SET EXERCISE: Edit the items below so that every "mask" becomes "polygon set", and reproduce everything else unchanged.

[Start of DATASET CONTENT]

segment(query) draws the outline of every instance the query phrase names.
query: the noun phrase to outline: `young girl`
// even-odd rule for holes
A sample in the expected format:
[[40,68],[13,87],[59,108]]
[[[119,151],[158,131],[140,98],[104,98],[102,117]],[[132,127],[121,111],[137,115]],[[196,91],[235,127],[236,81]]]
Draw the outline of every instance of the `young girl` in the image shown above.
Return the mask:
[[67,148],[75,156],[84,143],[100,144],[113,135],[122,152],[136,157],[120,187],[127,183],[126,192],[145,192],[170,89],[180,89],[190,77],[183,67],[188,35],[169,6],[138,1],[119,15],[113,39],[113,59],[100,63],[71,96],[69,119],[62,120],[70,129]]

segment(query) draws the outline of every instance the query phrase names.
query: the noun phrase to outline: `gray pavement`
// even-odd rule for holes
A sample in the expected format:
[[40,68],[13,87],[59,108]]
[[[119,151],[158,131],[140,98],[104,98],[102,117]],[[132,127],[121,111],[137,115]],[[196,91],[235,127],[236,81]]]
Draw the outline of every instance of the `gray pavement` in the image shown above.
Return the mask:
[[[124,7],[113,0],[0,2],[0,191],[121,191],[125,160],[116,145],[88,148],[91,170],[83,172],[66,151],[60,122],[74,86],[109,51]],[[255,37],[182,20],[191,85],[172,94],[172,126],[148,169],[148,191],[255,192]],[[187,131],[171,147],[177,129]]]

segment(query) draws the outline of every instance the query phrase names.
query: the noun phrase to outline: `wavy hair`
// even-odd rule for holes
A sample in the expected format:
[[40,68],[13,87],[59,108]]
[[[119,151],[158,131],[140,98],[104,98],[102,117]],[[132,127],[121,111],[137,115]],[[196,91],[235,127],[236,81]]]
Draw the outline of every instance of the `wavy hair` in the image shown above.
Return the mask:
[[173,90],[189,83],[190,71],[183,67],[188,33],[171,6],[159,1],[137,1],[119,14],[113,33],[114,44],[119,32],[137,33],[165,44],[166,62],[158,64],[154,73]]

[End of DATASET CONTENT]

EXERCISE ANSWER:
segment(query) draws the outline of every instance the query phrase names.
query: the noun phrase to outline: `young girl`
// even-odd rule for holes
A sample in the expected format:
[[40,68],[13,87],[59,108]]
[[[119,151],[158,131],[140,98],[104,98],[102,117]],[[132,127],[121,111],[137,115]],[[196,91],[235,127],[236,81]]]
Draw the outline of every instance of the `young girl` in the image shown above.
Return the polygon set:
[[67,148],[75,156],[84,143],[100,144],[113,135],[122,152],[136,157],[120,187],[127,183],[126,192],[145,192],[170,89],[180,89],[190,77],[183,67],[188,35],[169,6],[138,1],[119,15],[113,39],[113,59],[100,63],[71,96],[69,119],[62,120],[70,129]]

segment(query) draws the outline of every instance the query phrase names.
query: the noun phrase to outline: `gray pavement`
// even-odd rule for holes
A sample in the expected format:
[[40,68],[13,87],[59,108]]
[[[119,151],[158,131],[140,98],[104,98],[102,117]],[[132,127],[121,111],[137,115]],[[196,91],[235,127],[236,81]]]
Draw the outline of every instance of the `gray pavement` in the image shown above.
Return the polygon set:
[[[124,7],[113,0],[0,2],[0,191],[121,191],[125,160],[116,145],[88,148],[91,170],[83,172],[66,151],[60,122],[74,86],[109,51]],[[255,37],[182,20],[191,85],[172,94],[172,126],[148,169],[148,191],[255,192]],[[187,131],[171,147],[177,129]]]

segment(query) draws the outline of every instance the query phrase names.
query: the noun phrase to outline: `wavy hair`
// even-odd rule for holes
A sample in the expected format:
[[40,68],[13,87],[59,108]]
[[[119,151],[158,131],[140,98],[104,98],[102,117]],[[132,127],[121,111],[137,115]],[[196,91],[235,127],[236,81]]]
Draw the outline of every instance of the `wavy hair` in the image shown above.
Return the polygon set:
[[173,90],[189,83],[190,71],[183,67],[188,33],[171,6],[159,1],[137,1],[119,14],[113,33],[114,44],[119,32],[137,33],[165,44],[166,62],[158,64],[154,73]]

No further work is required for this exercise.